_Task to complete_.
Could you please transcribe the data exactly, without the pictures?

_Input for this task_.
━━━━━━

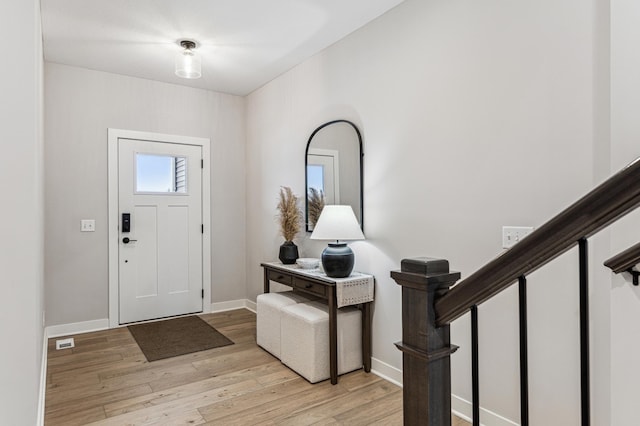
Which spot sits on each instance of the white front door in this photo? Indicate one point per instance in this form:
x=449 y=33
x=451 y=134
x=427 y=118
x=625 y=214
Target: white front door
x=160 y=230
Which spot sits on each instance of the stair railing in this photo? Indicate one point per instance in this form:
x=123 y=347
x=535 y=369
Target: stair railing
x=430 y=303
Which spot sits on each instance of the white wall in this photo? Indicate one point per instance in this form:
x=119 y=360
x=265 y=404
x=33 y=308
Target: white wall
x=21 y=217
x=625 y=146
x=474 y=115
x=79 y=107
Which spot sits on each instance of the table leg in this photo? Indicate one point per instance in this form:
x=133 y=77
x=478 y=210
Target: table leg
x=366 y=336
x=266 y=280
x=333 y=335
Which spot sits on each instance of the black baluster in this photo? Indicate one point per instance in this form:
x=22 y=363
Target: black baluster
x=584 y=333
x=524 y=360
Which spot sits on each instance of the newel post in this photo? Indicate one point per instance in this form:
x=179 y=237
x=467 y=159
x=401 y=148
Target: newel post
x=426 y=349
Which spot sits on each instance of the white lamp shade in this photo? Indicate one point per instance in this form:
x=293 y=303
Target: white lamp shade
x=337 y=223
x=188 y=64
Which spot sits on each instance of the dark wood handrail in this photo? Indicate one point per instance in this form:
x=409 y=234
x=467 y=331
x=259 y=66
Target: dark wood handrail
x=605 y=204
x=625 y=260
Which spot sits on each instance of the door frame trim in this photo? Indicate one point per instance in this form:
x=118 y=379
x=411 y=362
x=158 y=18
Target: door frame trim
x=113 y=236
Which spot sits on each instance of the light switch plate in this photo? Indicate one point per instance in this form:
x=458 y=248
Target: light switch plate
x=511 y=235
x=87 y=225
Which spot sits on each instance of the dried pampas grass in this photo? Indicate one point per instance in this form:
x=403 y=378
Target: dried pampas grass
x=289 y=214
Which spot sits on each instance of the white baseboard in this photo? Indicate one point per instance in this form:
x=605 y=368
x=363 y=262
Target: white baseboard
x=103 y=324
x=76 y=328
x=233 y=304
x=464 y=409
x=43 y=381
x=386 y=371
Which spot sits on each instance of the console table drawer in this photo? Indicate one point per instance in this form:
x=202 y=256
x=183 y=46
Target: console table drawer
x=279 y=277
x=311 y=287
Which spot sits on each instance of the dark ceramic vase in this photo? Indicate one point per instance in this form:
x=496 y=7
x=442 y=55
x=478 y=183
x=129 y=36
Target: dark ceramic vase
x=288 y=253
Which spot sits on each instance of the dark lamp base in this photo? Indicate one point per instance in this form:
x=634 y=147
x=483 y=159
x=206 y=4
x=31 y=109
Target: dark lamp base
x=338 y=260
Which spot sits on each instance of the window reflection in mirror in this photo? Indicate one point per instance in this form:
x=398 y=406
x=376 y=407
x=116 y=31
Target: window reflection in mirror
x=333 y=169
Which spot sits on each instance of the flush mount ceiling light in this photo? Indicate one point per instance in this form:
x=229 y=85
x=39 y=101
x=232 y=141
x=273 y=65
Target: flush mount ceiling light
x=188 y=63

━━━━━━

_Output for this exercise_.
Which spot sits on each instance of the white front door in this photo? Indicate one point per instance in this form:
x=449 y=33
x=451 y=134
x=427 y=118
x=625 y=214
Target: white front door
x=160 y=230
Which spot sits on each instance of the stair railing in this photo? Indicate one point per instance in this form:
x=123 y=347
x=535 y=369
Target: stair railing
x=430 y=303
Which spot sits on each instance of the white wall in this photo? Indicate one point per instance in this form:
x=119 y=360
x=265 y=404
x=33 y=308
Target: white wall
x=21 y=217
x=625 y=146
x=474 y=115
x=79 y=107
Which spot sits on each instance of the table leg in this photo? Indicate one point per instance in this form:
x=133 y=77
x=478 y=210
Target: table leg
x=366 y=336
x=266 y=280
x=333 y=335
Which spot sits on each instance of the black baluster in this photo? Indicate one point per instance in this form:
x=22 y=363
Target: black baluster
x=584 y=333
x=524 y=360
Which spot sits on each instance of the newel post in this photo? Indicate one point per instance in this form:
x=179 y=237
x=467 y=159
x=401 y=148
Target: newel post
x=426 y=349
Which spot sits on each instance of the white lamp shade in this photo? Indicate one point per instance in this form:
x=293 y=303
Target: white lamp shade
x=337 y=223
x=188 y=64
Which spot sits on each instance of the dark wood handrail in this photo? Indicate one point per instance in this form:
x=409 y=234
x=467 y=331
x=259 y=66
Target: dark wood handrail
x=605 y=204
x=625 y=260
Which spot sits on each instance of the door frame trim in this photo? Indicate one point per instance in this form:
x=118 y=379
x=411 y=362
x=158 y=18
Target: door frame trim
x=113 y=236
Which spot sits on each instance of the light switch plate in this photo? Indicate one point per instance in this form:
x=458 y=248
Target: light switch plate
x=511 y=235
x=87 y=225
Which spot sits on each instance of the dried pampas grass in this photo? Indicate one point per instance in this form:
x=403 y=378
Target: dried pampas grass
x=289 y=214
Which spot sits on each instance of the white baseboard in this photo? Indicate one point per instance in this form:
x=605 y=368
x=363 y=262
Target: white baseboard
x=103 y=324
x=76 y=328
x=233 y=304
x=464 y=409
x=43 y=381
x=386 y=371
Which spot sits on each instance of the console table drawer in this photo? Indicate one point per instance in this form:
x=202 y=256
x=183 y=46
Target: console table drawer
x=279 y=277
x=311 y=287
Which spot sits on each instance of the dark ceramic vase in this photo? Indicate one point per instance in this form:
x=496 y=7
x=442 y=55
x=478 y=183
x=129 y=36
Target: dark ceramic vase
x=288 y=253
Which spot sits on each instance of the dark lamp base in this photo? Indicate one point per instance in this form:
x=634 y=147
x=483 y=159
x=206 y=4
x=31 y=109
Target: dark lamp base
x=338 y=260
Which spot sits on each instance of the window reflection in mirror in this photo? Indicate one point per instance in this form:
x=398 y=406
x=376 y=407
x=116 y=31
Target: window reflection in mirror
x=333 y=169
Which spot sits on each instance of the flush mount ceiling light in this photo? Indicate one point per instance in this form:
x=229 y=85
x=39 y=101
x=232 y=141
x=273 y=65
Target: flush mount ceiling light
x=188 y=63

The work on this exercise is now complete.